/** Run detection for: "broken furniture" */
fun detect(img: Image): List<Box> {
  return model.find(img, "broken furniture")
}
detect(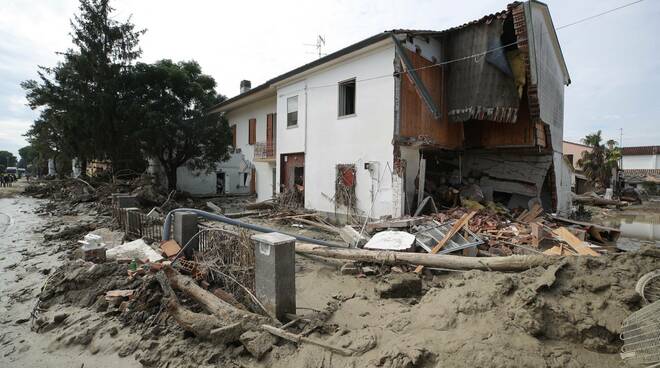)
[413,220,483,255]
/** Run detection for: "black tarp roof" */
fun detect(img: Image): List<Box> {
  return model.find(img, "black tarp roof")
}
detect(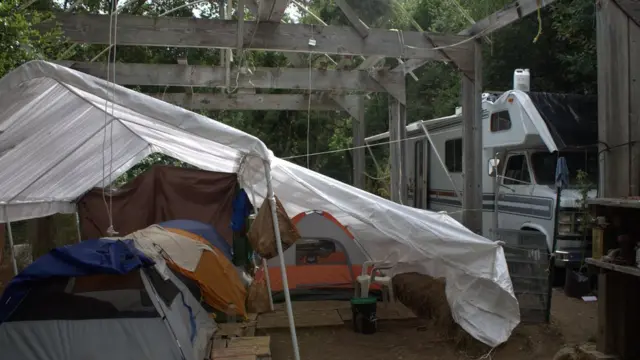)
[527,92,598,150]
——————————
#### What you should do
How many lines of the listing above contain the string "tarp"? Give only the number.

#### Exercise answer
2